=== WHAT IS ASKED ===
Beginning at the line containing "of the hilltop", output every line to the end of the data below exactly as it appears.

++++++++

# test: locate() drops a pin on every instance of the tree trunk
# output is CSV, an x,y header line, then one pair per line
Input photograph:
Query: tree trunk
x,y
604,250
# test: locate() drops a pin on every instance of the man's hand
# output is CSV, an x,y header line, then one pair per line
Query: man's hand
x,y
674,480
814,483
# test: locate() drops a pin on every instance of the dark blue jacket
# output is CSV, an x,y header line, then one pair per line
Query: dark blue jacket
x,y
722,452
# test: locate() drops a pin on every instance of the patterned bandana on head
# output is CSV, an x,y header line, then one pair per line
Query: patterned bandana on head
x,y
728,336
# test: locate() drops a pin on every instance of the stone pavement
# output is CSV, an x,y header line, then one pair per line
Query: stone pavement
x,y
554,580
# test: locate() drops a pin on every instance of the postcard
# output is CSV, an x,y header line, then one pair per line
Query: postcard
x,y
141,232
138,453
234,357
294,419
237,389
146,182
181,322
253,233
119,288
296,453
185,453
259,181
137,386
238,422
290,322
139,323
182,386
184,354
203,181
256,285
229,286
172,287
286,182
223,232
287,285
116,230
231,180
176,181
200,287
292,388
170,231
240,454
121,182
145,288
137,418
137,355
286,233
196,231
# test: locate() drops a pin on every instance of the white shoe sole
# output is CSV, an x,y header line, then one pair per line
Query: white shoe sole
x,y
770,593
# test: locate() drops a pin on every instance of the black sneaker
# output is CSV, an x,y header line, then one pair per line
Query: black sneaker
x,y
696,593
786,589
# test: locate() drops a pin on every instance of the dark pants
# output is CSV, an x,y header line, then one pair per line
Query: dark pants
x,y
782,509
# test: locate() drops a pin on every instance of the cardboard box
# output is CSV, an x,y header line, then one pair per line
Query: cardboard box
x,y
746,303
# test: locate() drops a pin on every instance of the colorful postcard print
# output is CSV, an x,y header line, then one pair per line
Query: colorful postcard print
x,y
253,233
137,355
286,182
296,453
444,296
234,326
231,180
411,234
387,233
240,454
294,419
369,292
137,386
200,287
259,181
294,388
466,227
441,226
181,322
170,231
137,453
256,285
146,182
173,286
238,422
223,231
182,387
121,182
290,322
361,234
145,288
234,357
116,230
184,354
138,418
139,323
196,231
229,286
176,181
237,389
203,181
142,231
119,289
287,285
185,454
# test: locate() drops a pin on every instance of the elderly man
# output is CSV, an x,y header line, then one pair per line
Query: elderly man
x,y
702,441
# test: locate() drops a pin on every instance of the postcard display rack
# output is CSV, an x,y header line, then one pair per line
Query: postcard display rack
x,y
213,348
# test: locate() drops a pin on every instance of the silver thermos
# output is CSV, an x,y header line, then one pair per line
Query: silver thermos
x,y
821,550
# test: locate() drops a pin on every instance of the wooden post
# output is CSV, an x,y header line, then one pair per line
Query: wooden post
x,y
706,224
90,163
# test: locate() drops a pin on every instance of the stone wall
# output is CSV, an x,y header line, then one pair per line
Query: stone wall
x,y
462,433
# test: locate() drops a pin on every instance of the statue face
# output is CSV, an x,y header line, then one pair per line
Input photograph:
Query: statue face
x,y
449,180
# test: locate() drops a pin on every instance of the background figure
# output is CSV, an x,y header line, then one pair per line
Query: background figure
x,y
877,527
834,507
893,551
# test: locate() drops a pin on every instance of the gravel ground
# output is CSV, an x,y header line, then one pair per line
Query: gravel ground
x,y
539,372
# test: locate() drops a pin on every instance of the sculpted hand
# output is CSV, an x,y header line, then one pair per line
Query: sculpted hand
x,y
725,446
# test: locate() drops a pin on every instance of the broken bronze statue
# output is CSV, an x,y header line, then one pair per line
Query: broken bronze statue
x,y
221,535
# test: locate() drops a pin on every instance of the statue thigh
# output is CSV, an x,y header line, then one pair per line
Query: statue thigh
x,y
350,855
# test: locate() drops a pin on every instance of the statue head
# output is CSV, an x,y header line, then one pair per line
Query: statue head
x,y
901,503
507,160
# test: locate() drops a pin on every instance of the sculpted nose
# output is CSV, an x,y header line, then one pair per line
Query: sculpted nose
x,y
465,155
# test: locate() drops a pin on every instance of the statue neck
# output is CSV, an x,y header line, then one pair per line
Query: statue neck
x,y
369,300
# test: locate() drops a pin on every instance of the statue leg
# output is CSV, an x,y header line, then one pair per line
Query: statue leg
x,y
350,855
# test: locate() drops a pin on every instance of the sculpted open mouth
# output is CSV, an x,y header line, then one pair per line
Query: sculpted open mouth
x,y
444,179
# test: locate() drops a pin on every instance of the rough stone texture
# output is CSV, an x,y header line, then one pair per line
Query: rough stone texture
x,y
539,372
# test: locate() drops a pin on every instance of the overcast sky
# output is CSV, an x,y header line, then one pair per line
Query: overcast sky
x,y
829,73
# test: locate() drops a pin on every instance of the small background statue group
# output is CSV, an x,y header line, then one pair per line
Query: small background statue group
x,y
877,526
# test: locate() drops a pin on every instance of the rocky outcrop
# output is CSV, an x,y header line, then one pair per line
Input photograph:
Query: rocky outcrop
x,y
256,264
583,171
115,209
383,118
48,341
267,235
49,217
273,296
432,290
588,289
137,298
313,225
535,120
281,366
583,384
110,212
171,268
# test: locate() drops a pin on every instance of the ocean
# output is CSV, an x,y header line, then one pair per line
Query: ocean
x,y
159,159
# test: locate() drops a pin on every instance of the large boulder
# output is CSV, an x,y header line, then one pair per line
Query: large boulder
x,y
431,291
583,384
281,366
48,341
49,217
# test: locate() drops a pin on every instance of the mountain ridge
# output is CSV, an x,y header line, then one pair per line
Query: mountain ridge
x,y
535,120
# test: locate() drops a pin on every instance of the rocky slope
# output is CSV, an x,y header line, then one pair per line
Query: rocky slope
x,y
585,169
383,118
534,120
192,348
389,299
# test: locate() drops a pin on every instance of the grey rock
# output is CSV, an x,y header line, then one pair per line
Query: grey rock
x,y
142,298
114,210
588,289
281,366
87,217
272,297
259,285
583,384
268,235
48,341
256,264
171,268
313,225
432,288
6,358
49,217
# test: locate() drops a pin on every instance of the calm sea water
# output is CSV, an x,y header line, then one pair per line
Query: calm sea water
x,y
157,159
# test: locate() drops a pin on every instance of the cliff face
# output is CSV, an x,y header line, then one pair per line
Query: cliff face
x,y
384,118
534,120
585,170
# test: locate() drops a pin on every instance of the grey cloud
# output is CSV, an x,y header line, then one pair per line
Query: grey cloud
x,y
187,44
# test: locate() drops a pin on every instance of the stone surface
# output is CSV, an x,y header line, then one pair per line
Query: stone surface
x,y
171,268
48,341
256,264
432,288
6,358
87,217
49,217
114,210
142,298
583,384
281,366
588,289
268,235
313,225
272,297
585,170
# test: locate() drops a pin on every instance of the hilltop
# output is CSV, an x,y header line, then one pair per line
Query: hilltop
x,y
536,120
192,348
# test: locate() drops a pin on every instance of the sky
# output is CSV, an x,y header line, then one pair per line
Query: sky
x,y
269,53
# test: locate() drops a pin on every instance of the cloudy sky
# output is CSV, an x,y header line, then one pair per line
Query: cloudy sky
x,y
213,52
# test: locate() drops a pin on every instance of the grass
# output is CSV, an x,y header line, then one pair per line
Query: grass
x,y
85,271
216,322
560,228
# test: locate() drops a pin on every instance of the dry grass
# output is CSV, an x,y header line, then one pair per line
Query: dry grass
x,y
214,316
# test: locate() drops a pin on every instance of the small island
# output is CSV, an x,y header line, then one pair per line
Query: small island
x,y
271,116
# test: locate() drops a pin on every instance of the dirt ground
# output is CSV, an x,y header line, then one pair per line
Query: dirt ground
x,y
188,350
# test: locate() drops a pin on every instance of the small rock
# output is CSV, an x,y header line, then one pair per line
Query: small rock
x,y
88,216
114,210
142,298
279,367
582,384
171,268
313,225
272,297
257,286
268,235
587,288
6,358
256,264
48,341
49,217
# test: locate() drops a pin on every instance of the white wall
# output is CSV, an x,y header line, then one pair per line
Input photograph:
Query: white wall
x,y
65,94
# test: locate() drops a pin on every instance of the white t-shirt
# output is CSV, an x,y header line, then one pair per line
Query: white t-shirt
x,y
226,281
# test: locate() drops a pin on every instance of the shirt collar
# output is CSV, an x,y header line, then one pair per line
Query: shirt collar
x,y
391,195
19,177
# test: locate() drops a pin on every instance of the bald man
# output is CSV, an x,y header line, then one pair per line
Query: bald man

++++++++

=== COMPLETED EXERCISE ===
# test: locate() drops a pin on every instance of the hilltop
# output is CSV, an x,y header line, then one pair per line
Query: hilltop
x,y
536,120
192,348
# test: locate() drops a pin on every instance of the sky
# output is CSV, an x,y header line, then one pair per line
Query: sky
x,y
269,53
# test: locate() drops a pin on every instance of the cloudy sky
# output is CSV, an x,y header line, then one pair per line
Query: cloudy sky
x,y
213,52
# test: locate() drops a pin on every instance of the grass
# output is CSV, an x,y header line, then one pair per line
Query: grass
x,y
85,271
216,322
560,228
# test: locate() drops a pin on every instance of the dry grass
# output is CSV, an x,y header line, then one pair per line
Query: dry grass
x,y
214,316
# test: locate() drops a pin on every instance of the small island
# output is CSV, an x,y header line, then one pair per line
Query: small island
x,y
271,116
# test: locate() drops a pin on every instance of the dirt ground
# output is CSV, an x,y header line, then one pair per line
Query: dirt ground
x,y
188,350
# test: locate() drops a pin on every instance of the small rock
# output is CSV, an x,y header line, then one pair per line
Query: small rock
x,y
88,216
114,210
142,298
279,367
582,384
171,268
313,225
272,297
257,286
268,235
587,288
6,358
256,264
48,341
49,217
# test: locate() drops a pin on every instance of the white wall
# output is CSV, an x,y header line, then one pair per line
Input photograph:
Query: white wall
x,y
65,94
# test: locate() drops a pin on every instance of the white t-shirt
# output is CSV, an x,y header line, then one pair per line
Query: white t-shirt
x,y
226,281
# test: locate() drops a pin on every instance of the shirt collar
# output is CSV, an x,y header line, then one pair per line
Query: shirt collar
x,y
391,195
19,177
# test: locate() drops a pin on every instance of the bald man
# output is CSV, an x,y header line, then one pair per line
Query: bald man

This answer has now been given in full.